● **Data supplied**:
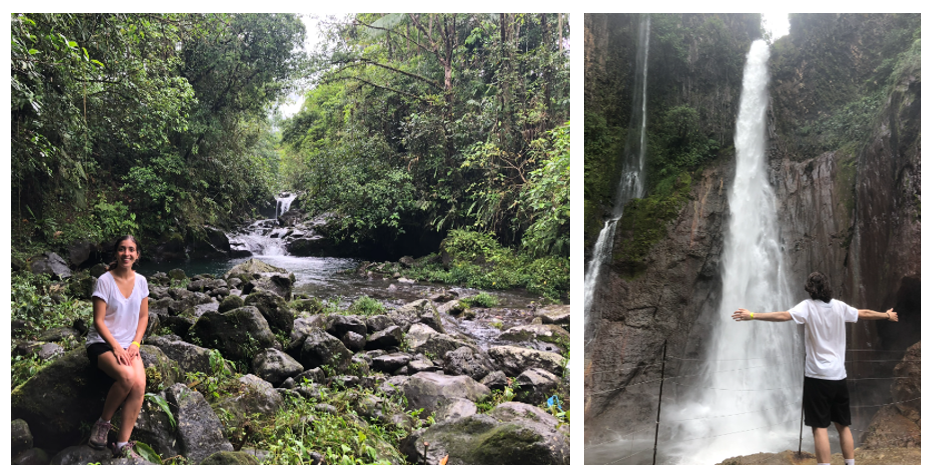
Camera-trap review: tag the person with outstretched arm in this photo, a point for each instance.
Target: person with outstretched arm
(824, 395)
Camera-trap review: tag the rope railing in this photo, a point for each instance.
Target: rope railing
(656, 425)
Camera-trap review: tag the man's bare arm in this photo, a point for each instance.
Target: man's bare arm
(864, 314)
(742, 315)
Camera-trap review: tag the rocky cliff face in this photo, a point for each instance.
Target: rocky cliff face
(848, 203)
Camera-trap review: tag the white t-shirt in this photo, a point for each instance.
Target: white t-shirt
(122, 316)
(825, 336)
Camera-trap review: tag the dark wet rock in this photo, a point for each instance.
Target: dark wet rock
(377, 323)
(455, 408)
(254, 396)
(390, 363)
(230, 303)
(199, 431)
(252, 268)
(553, 314)
(160, 371)
(190, 358)
(390, 337)
(60, 399)
(274, 308)
(536, 385)
(353, 341)
(467, 361)
(81, 455)
(33, 456)
(21, 436)
(538, 337)
(320, 348)
(275, 366)
(239, 334)
(231, 458)
(51, 264)
(496, 380)
(512, 433)
(429, 390)
(339, 325)
(49, 351)
(514, 360)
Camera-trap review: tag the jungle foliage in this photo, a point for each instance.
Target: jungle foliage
(142, 122)
(438, 121)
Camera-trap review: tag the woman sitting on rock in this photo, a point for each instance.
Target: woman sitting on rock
(121, 314)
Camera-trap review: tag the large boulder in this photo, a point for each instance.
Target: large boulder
(60, 399)
(275, 366)
(430, 390)
(253, 396)
(467, 361)
(274, 308)
(51, 264)
(190, 358)
(512, 433)
(239, 334)
(199, 431)
(514, 360)
(320, 348)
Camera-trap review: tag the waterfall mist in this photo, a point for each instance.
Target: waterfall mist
(744, 394)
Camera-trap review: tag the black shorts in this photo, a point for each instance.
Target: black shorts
(93, 352)
(826, 401)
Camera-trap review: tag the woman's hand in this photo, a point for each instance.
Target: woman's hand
(122, 356)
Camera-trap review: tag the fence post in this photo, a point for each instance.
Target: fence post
(659, 405)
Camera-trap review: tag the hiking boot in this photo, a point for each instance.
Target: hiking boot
(98, 439)
(126, 452)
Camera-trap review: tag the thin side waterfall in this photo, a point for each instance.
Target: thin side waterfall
(632, 177)
(746, 396)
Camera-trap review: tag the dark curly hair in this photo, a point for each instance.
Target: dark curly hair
(818, 287)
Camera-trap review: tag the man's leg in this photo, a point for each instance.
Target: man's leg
(846, 440)
(822, 444)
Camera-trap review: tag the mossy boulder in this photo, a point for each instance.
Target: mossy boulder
(59, 399)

● **Task instructions**:
Could you transcribe all of the data exactly and omit the pictures?

● **The completed task**:
Camera-trap review: tag the person with outstretched arm in this photo, a point for each instance.
Target: person with outstretched arm
(824, 395)
Camera-trap review: tag the rope railing in this photo, a point for each instance.
Target: rope railing
(656, 425)
Camera-trap review: tag the man's bare arm in this photo, a point for each instance.
Target: man's bare arm
(864, 314)
(742, 315)
Camera-trap review: tag the rocky cliff face in this photo, a point for each instance.
Target: rocky cliff face
(848, 203)
Camera-trap review: tag the white t-shirt in this photo, a point for each instance.
Target: white t-shirt
(122, 316)
(825, 336)
Camera-trap review: tag the dark wet rock in this photo, a point for each instance.
Target: dark wet rock
(377, 323)
(455, 408)
(254, 396)
(390, 363)
(230, 303)
(199, 431)
(252, 268)
(553, 314)
(160, 371)
(190, 358)
(390, 337)
(60, 399)
(274, 308)
(536, 385)
(353, 341)
(467, 361)
(81, 455)
(33, 456)
(21, 436)
(538, 337)
(320, 348)
(275, 366)
(239, 334)
(231, 458)
(51, 264)
(496, 380)
(512, 433)
(429, 390)
(339, 325)
(49, 351)
(514, 360)
Camera-trap review: tag the jungle foliage in this photo, a point for each instance.
Target: jungle foliage
(142, 122)
(438, 121)
Camera-trap review: tag the woman sitting on rock in this photo, a point for each instance.
Target: woman sitting on rock
(121, 314)
Camera-trap review: tag the large boulder in this photo, a point for each instance.
Target: large boulder
(60, 399)
(275, 366)
(430, 390)
(253, 396)
(467, 361)
(274, 308)
(51, 264)
(190, 358)
(512, 433)
(239, 334)
(199, 431)
(514, 360)
(320, 348)
Camera-trap review: tag the waterfall mist in this photo, a point for each instance.
Target: waterfall mist
(744, 394)
Camera-trap review: tag the black shorts in this photo, a point for each instance.
Target: black shorts
(93, 352)
(826, 401)
Camera-trap review: tag the woman's hand in this photo, a point for each instance.
Target: woman's hand
(122, 356)
Camera-trap review: tag the fence post in this photo, a point for each instance.
Target: fence post
(659, 405)
Camera-trap review: tag the hiking boot in this photo, a point for each instance.
Target: hiking boot
(98, 439)
(126, 452)
Camera-trap review: tag the thin side waterfall in this photo, a point for each instance.
Target: thin side waterfall
(632, 177)
(746, 396)
Camera-trap review: tag the dark curly hair in this photo, a point for each instance.
Target: dark curly hair
(818, 287)
Camera-trap review: tag the man's leg in this photo, a point for each instance.
Target: man's leg
(846, 440)
(822, 444)
Camera-trap review: tag the mossy boulder in this photo, a point for each instance.
Target: mossy boulder
(59, 399)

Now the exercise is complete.